PROVIDED TEXT:

--------------------

A Man of No Importance – Tender and Engaging

In his last production as Artistic Director at Classic Stage, John Doyle has once again applied a minimalist approach creating a stripped down version of a musical. The set for A Man of No Importance consists of a curtain, wood folding chairs, and a table. Its cast has been reduced, here doubling up with some actors who are also fine musicians. (Jessica Tyler Wright excels.) The company circles on and off the stage, weaves between chairs, and roosts at audience periphery. As the piece is unpretentious, even delicate, this iteration feels true to its conceit, that of an amateur theater group staging what we see.

Shereen Ahmed and the Company

Following Albert Finney in the 1994 film and Roger Rees in the 2002 Lincoln Center production, 49 year-old Jim Parsons (perhaps not the young man you’re accustomed to from television, but also not as old as his predecessors) plays closeted Dublin bus ticket collector, Alfie Byrne. It’s 1964. Middle-aged Byrne still lives with his older, unmarried, conservative sister Lily (theater treasure Mare Winningham). She’s devoted, but impatiently hoping to marry butcher Mr. Carney (Thom Sesma) when no longer responsible for Alfie. Lily and Carney put her brother’s strange, solitary behavior down to too many books – with a gem of a duet performed by actors with pitch perfect comic timing.

Well read beyond circumstances, Alfie is a repressed virgin whose raison d’être is the St. Imelda’s Players, an amateur theater group he helms with pretensions to “art.” Productions (the last was Oscar Wilde’s The Importance of Being Earnest) might be haphazard, but his neighbors love the spotlight (each introducing him/herself to us with notable credits) while he derives satisfaction from exercising taste and basks in respect.

They are: Margaret Grace (the always welcome Mary Beth Peil), best remembered for her Saint Joan; stage manager James Michael “Baldie” O’Shay (William Youmans whose “The Cuddles Mary Gave” is utterly lovely); Ex-Peter Pan, Miss Oona Crowe (Alma Cuervo, who clearly knows her character); Mrs. Curtain (Kara Mikula); Mrs. Patrick (Jessica Tyler Wright); and Ernie Lally (Joel Waggoner).

A.J. Shively (Robbie) and Jim Parsons (Alfie)

--------------------

EXERCISE SET:
[a] Edit the review of A Man of No Importance: copy everything from "Shereen Ahmed and" down to "perfect comic timing.", changing "butcher" to "baker".
[b] In the review of A Man of No Importance, condense the paragraph that opens "Following Albert Finney" into a shorter version that keeps its main facts.

SOURCE DATA:
--------------------

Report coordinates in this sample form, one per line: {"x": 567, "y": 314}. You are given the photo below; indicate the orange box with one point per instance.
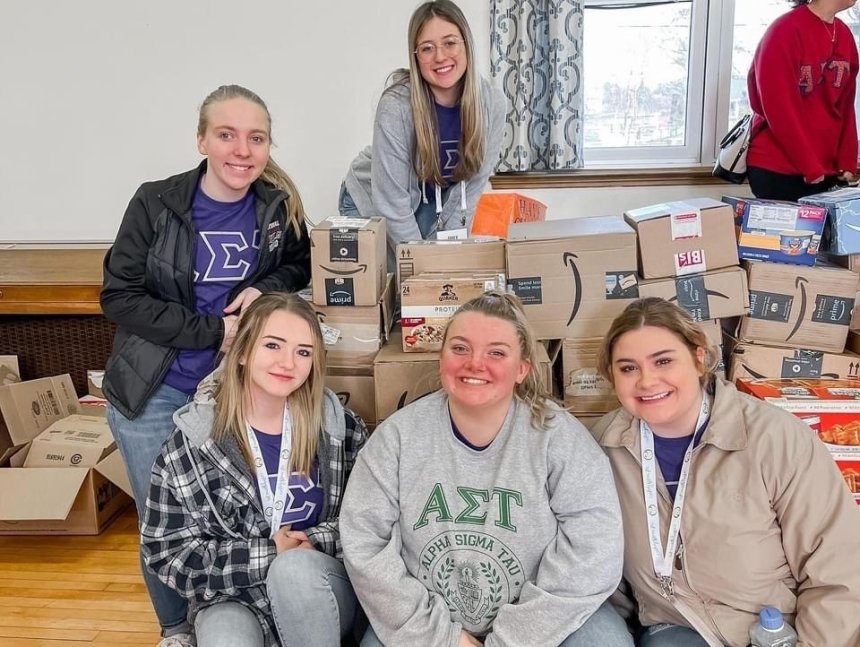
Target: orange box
{"x": 495, "y": 211}
{"x": 831, "y": 408}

--------------------

REPLIES:
[a]
Shereen Ahmed and the Company

Following Albert Finney in the 1994 film and Roger Rees in the 2002 Lincoln Center production, 49 year-old Jim Parsons (perhaps not the young man you’re accustomed to from television, but also not as old as his predecessors) plays closeted Dublin bus ticket collector, Alfie Byrne. It’s 1964. Middle-aged Byrne still lives with his older, unmarried, conservative sister Lily (theater treasure Mare Winningham). She’s devoted, but impatiently hoping to marry baker Mr. Carney (Thom Sesma) when no longer responsible for Alfie. Lily and Carney put her brother’s strange, solitary behavior down to too many books – with a gem of a duet performed by actors with pitch perfect comic timing.

[b] After Albert Finney in the 1994 film and Roger Rees in the 2002 Lincoln Center production, 49-year-old Jim Parsons plays Alfie Byrne, a closeted Dublin bus ticket collector in 1964. The middle-aged Alfie lives with his older, unmarried, conservative sister Lily (Mare Winningham). She is devoted to him but impatient to marry butcher Mr. Carney (Thom Sesma) once she is no longer responsible for her brother. In a comic duet, the two blame Alfie's strange, solitary behavior on too many books.